Information
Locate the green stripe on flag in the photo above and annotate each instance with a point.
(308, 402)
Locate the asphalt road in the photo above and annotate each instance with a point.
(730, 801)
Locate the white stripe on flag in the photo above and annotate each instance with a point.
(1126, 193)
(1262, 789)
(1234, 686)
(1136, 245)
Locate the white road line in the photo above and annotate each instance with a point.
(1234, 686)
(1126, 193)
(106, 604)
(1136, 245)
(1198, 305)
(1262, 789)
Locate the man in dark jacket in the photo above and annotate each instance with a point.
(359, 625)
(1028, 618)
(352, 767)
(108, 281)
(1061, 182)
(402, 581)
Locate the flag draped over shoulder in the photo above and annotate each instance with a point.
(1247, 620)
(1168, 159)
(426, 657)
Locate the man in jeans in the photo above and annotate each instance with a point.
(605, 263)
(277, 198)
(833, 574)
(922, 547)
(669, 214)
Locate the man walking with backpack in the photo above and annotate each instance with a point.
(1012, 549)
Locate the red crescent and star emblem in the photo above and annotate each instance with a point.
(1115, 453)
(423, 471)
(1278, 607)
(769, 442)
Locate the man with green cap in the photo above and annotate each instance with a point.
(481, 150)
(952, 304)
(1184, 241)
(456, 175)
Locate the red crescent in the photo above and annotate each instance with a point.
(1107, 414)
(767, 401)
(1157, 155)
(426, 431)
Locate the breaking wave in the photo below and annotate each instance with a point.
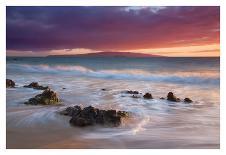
(132, 74)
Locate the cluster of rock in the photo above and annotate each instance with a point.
(10, 83)
(170, 96)
(92, 116)
(47, 97)
(35, 85)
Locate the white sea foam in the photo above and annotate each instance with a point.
(124, 74)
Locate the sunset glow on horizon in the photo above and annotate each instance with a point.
(164, 31)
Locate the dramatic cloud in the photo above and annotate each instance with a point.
(110, 28)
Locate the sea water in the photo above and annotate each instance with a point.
(155, 123)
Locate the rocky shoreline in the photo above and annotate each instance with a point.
(88, 116)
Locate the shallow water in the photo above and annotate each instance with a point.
(155, 123)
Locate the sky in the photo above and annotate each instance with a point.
(167, 31)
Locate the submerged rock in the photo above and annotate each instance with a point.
(188, 100)
(132, 92)
(148, 96)
(172, 97)
(91, 116)
(135, 96)
(48, 97)
(10, 83)
(35, 85)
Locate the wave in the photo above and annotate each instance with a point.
(131, 74)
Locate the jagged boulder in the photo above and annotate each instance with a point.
(132, 92)
(148, 96)
(10, 83)
(35, 85)
(47, 97)
(172, 97)
(187, 100)
(92, 116)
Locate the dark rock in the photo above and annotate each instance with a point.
(35, 85)
(132, 92)
(123, 113)
(172, 97)
(80, 121)
(148, 96)
(188, 100)
(48, 97)
(71, 111)
(135, 96)
(10, 83)
(91, 116)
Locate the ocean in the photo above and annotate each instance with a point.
(155, 123)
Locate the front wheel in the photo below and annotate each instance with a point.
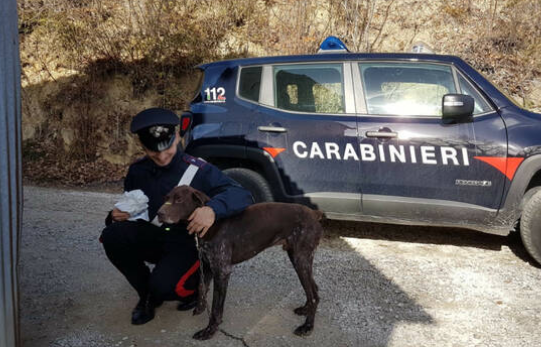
(252, 181)
(530, 226)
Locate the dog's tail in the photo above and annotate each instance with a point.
(320, 216)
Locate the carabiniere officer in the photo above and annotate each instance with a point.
(129, 244)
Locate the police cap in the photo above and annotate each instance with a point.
(153, 116)
(155, 128)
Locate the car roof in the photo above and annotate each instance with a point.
(336, 57)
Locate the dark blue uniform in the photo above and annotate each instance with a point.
(129, 244)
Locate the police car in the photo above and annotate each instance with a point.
(418, 139)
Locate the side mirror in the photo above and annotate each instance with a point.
(457, 108)
(185, 122)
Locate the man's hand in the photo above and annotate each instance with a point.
(201, 220)
(119, 216)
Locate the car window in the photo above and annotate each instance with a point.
(315, 88)
(250, 82)
(406, 89)
(480, 105)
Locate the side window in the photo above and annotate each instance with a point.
(316, 88)
(481, 105)
(250, 82)
(412, 89)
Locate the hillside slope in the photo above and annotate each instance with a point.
(90, 65)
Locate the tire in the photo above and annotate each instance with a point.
(252, 181)
(530, 226)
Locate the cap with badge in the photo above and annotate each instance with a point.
(155, 128)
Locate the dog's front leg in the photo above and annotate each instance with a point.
(221, 280)
(204, 284)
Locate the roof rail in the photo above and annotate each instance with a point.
(332, 44)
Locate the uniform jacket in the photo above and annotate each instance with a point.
(227, 196)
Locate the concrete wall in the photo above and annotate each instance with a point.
(10, 172)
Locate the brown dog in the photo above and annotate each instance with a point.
(239, 238)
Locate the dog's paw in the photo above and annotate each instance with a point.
(198, 310)
(204, 334)
(304, 330)
(301, 311)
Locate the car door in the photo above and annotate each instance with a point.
(307, 119)
(415, 166)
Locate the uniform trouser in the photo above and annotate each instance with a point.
(129, 245)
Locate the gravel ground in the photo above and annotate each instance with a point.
(380, 285)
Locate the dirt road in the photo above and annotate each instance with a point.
(380, 285)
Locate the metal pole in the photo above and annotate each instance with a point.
(10, 172)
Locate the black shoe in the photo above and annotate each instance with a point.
(187, 304)
(144, 311)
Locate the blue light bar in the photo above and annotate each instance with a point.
(332, 44)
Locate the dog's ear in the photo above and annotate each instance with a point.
(199, 197)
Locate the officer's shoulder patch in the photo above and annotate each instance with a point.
(199, 162)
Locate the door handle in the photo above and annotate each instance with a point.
(382, 134)
(271, 129)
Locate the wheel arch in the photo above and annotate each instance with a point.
(231, 156)
(527, 177)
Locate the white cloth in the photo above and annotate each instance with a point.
(135, 203)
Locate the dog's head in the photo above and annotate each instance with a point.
(180, 203)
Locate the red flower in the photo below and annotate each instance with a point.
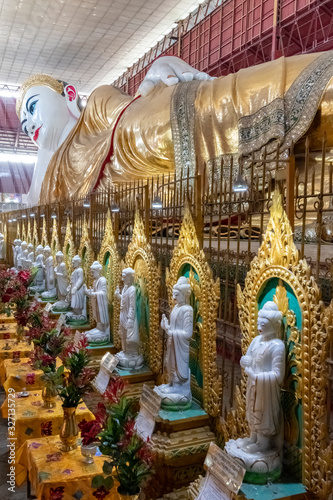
(30, 378)
(89, 431)
(101, 493)
(101, 414)
(46, 429)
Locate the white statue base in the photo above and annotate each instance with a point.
(50, 294)
(262, 466)
(98, 335)
(129, 361)
(76, 319)
(61, 306)
(175, 397)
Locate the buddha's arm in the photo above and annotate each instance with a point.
(187, 330)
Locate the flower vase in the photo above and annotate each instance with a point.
(19, 333)
(122, 496)
(69, 430)
(89, 451)
(49, 395)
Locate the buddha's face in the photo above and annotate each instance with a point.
(95, 273)
(177, 296)
(265, 327)
(44, 115)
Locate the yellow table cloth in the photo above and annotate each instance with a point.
(20, 375)
(21, 350)
(8, 331)
(34, 421)
(6, 319)
(57, 475)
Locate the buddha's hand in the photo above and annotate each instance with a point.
(245, 361)
(169, 70)
(164, 323)
(250, 373)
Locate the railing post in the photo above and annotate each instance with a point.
(290, 189)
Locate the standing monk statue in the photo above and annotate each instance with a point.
(129, 357)
(264, 365)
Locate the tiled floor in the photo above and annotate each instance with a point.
(20, 493)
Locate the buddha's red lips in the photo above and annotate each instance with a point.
(37, 133)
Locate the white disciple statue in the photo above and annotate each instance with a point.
(2, 246)
(76, 290)
(60, 271)
(50, 288)
(100, 308)
(18, 251)
(39, 281)
(264, 365)
(176, 395)
(31, 256)
(129, 357)
(14, 247)
(24, 255)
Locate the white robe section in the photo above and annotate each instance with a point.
(78, 299)
(99, 301)
(178, 348)
(129, 328)
(30, 260)
(39, 278)
(62, 280)
(263, 408)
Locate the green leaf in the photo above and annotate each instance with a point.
(108, 483)
(97, 481)
(107, 468)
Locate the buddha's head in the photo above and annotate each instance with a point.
(269, 320)
(76, 262)
(128, 275)
(96, 270)
(45, 106)
(181, 291)
(59, 257)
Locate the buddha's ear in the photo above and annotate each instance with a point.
(72, 96)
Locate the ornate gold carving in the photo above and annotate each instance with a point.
(207, 292)
(37, 80)
(139, 254)
(113, 276)
(44, 240)
(278, 258)
(69, 247)
(55, 243)
(28, 237)
(35, 235)
(86, 253)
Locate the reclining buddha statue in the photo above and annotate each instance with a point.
(180, 120)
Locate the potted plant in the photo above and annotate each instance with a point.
(130, 457)
(89, 439)
(78, 382)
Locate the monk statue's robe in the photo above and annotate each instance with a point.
(189, 126)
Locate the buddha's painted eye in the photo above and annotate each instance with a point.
(32, 107)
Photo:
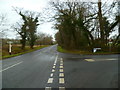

Problem description
Write each line exactly as it appears, from the line that holds "Locate the potted" through the closing line of the data above, and leave every picture out.

Task answer
Locate the potted plant in the photo above and annotate each instance with a point.
(130, 457)
(89, 439)
(78, 382)
Locate the monk statue's robe in the photo above and annotate each instance with a point.
(189, 126)
Locate the buddha's painted eye in the photo above and annotate each instance with a point.
(32, 107)
Photo:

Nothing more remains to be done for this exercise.